» Your goal:
Every record that follows must be duplicated exactly, with images left out.

» Records for the exercise:
—————
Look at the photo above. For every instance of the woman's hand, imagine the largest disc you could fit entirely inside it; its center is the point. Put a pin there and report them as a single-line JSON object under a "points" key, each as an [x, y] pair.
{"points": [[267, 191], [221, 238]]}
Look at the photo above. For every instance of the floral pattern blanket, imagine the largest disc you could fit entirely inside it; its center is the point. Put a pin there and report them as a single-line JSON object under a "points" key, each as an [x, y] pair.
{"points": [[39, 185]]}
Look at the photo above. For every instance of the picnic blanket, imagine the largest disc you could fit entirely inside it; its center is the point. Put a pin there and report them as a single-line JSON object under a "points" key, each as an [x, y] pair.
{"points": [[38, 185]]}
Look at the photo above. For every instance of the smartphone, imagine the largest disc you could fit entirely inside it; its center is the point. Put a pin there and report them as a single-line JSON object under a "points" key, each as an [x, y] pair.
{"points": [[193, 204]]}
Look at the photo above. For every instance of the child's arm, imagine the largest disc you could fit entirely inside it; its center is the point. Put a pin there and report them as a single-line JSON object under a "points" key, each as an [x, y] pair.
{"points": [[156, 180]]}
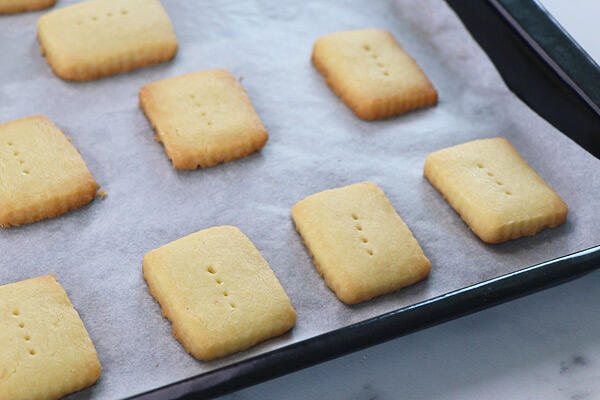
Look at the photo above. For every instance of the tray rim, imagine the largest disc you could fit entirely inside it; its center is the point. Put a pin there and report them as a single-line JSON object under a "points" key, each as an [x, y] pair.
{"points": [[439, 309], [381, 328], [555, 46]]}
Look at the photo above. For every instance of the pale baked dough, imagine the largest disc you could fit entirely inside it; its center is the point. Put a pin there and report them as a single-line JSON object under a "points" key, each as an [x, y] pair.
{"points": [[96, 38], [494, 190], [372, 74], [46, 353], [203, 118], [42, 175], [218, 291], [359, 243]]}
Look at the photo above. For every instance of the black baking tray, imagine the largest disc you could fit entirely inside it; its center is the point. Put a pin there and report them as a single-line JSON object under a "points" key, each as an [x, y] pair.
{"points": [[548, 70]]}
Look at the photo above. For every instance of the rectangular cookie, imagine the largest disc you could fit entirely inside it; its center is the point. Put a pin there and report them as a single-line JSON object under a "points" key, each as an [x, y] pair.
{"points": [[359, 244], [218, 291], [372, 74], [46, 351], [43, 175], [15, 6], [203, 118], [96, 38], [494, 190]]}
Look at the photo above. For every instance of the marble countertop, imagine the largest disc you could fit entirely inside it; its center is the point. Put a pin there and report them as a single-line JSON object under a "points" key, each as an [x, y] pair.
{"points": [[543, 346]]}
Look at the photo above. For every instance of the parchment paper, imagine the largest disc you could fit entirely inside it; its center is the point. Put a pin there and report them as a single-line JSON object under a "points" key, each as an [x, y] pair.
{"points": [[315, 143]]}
—————
» Task solution:
Look at the photo above. For every instance of the woman's hand, imagine the largest disc you could fit entirely inside it; its center is the point. Put a pin there and report them as a single-line JSON object under a "points" key, each as an [x, y] pair.
{"points": [[267, 191], [221, 238]]}
Look at the photo above. For every instance of the floral pattern blanket, imagine the largest disc you could fit entirely inside it; its center is the point. Put a pin there and report them as a single-line JSON object under a "points" key, each as an [x, y] pair.
{"points": [[39, 185]]}
Look at the photo above. For every instance of the picnic blanket, imagine the largest disc you could fit entirely inside it; its center is the point. Put a pin there and report them as a single-line JSON object under a "points" key, each as an [x, y] pair.
{"points": [[38, 185]]}
Look at the photo above. For every instance of the smartphone, imagine the largest disc you could fit entirely inside it; its center is the point. Put a pin there and report them as a single-line JSON object under a "points" key, each as an [x, y] pair.
{"points": [[193, 204]]}
Look at the photo above. For every instance of the child's arm, imagine the largest disc you could fit entirely inside it; its center is the point. Put a pin there and report them as a single-line JSON object under a "points" key, each as an [x, y] pair.
{"points": [[156, 180]]}
Look at the photo above. For every instance of the tray rim, imagine the largest disc you could fit entirely inside it; its center is the point. Put a pin there and report them as a single-line JSON object under a "points" key, each as an [x, y] pair.
{"points": [[439, 309], [381, 328], [555, 46]]}
Look at the photo above. For every instance of the pale baked dough, imagine the largest disc you could fit entirely inside it; its center is the point. Put a pin there and report them as a single-line JSON object under a "points" key, each as an [x, y] pair.
{"points": [[96, 38], [494, 190], [372, 74], [46, 353], [203, 118], [42, 175], [218, 291], [359, 243]]}
Look at the photo above. For every instance of the black baking tray, imagine the largest disc you could fit entirely inside it; its center is the point. Put a pin there and report them as a single-line JSON object under a "points" key, each as an [x, y] pair.
{"points": [[548, 70]]}
Look at the photo above. For every instance of the rectangular cookie, imagine the largest disc you could fit entirely inside it; its center is the point. Put a pin there and report them as a single-line JSON object under a "points" key, each as an [x, y] pair.
{"points": [[359, 244], [218, 291], [372, 74], [46, 351], [43, 175], [15, 6], [203, 118], [96, 38], [494, 190]]}
Look at the photo above. For every instance of the marble countertop, imagine the largest disc you could fit entirely inside it; its center is the point. Put a pin there and report them as a single-line JSON object under a "points" key, each as an [x, y] pair.
{"points": [[543, 346]]}
Look at the photo above. For every instance of the parchment paper, imagine the largest disc you could fit entirely inside it; its center is the point. Put a pin there and report them as a single-line JSON object under a "points" key, each as an [x, y] pair.
{"points": [[315, 143]]}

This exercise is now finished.